- SET PROBLEM 1 -
In the blog post about organizing game screenshots, what program is used to capture every screenshot?
- SET PROBLEM 2 -
Carry on the blog post about organizing game screenshots, picking up after its final sentence.

- EXTRACT -

Random Screenshots

Random Screenshots

Last night didn’t go exactly as expected, largely because I did essentially zero gaming.  What happened instead is that I wound up installing Visual Studio community edition and tinking away all night at an idea I have had for awhile.  In order for it to make sense you are going to have to know a few things.  Firstly I take my game screenshots probably way more seriously than most people.  The theory is that since I have to summon a blog post every morning, and use screenshots to break up my blocks of text…  I need access to them quickly and at a moments notice.  Functionally I have thirty minutes to an hour to write every morning, so speed is of the essence.  As a result I have directory system out on 4 terabyte network attached storage drive, that first breaks games up into larger categories like MMORPG or FPS and eventually down into individual game directories.  Functionally feeding this beast would be madness were it not for the fact that I circumvent the screenshot routines of individual games, and dump every single screenshot I take into a “gameshots” directory.  I’ve tried a lot of different solutions and through them all.. the most reliable option has always been Fraps so I continue to use it…  in spite of how clunky it can be sometimes.  About once a month I clean these individual gameshot directories on my desktop and laptop and dump the images laying around into the directory structure on the network attached storage.  I still wish there was a direct way for me to connect into my PS4 screenshots over the network, but for the time being I have been using a second twitter account to export them without spamming my main twitter feed.

- GIVEN DATA -
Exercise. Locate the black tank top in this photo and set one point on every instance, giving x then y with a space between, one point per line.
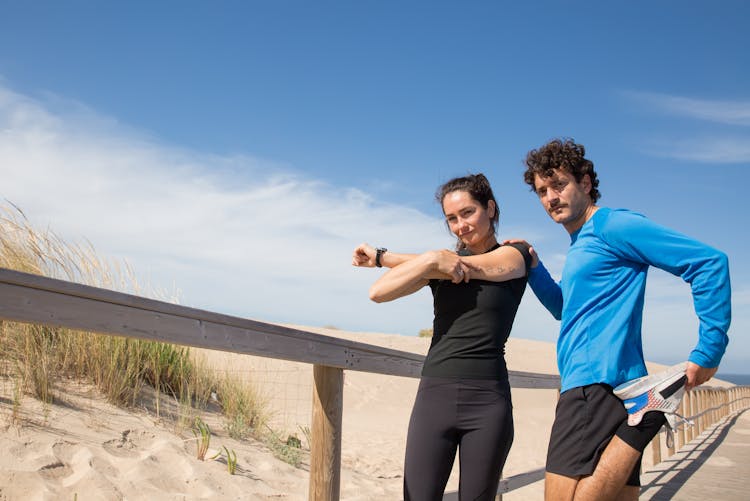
472 323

- FINAL RESULT 1 -
Fraps.

- FINAL RESULT 2 -
Random Screenshots

The second piece of information that is going to be key… is that some time ago I had an idea for a post prompt for those days I am struggling to find any purpose.  The idea being to take a random screenshot or two and then write about whatever happened to be going on when I was taking them.  The challenge then becomes how does one grab a random screenshot when you have a multi-tier directory structure that includes over 13,000 files.  This seed was planted around Blaugust time last year but I never actually got around to building it.  For whatever reason last night I sat down while eating dinner… and knocked it out over the course of the evening.  It is still rather crude and doesn’t look amazing, but as the night went on I kept adding different features to it.  The functionality is pretty simple… you use the file picker to choose the directory you want to crawl for screenshots.  If you wanted sheer madness you could of course start at the root of C and crawl downwards, because I believe that would work given that I am using recursion to make the crawl.  When you click search it is going to go out and find any JPG or PNG files and dump them into a list, then after completion dump links to those files out below the progress bar.  You can of course click the links to preview what it brought back.  I tried to make it work with picture boxes but given the 1080p file sizes kept blowing up the memory allocation.  I might rewrite at some point in the future and dump the links into an in app web browser for display.  Sidenote…  the progress bar starts out as complete bullshit but as you run the app remembers how many files it found last time and bases it off of that.  One of the things you will know as a programmer is that progress bars in general…  are bullshit.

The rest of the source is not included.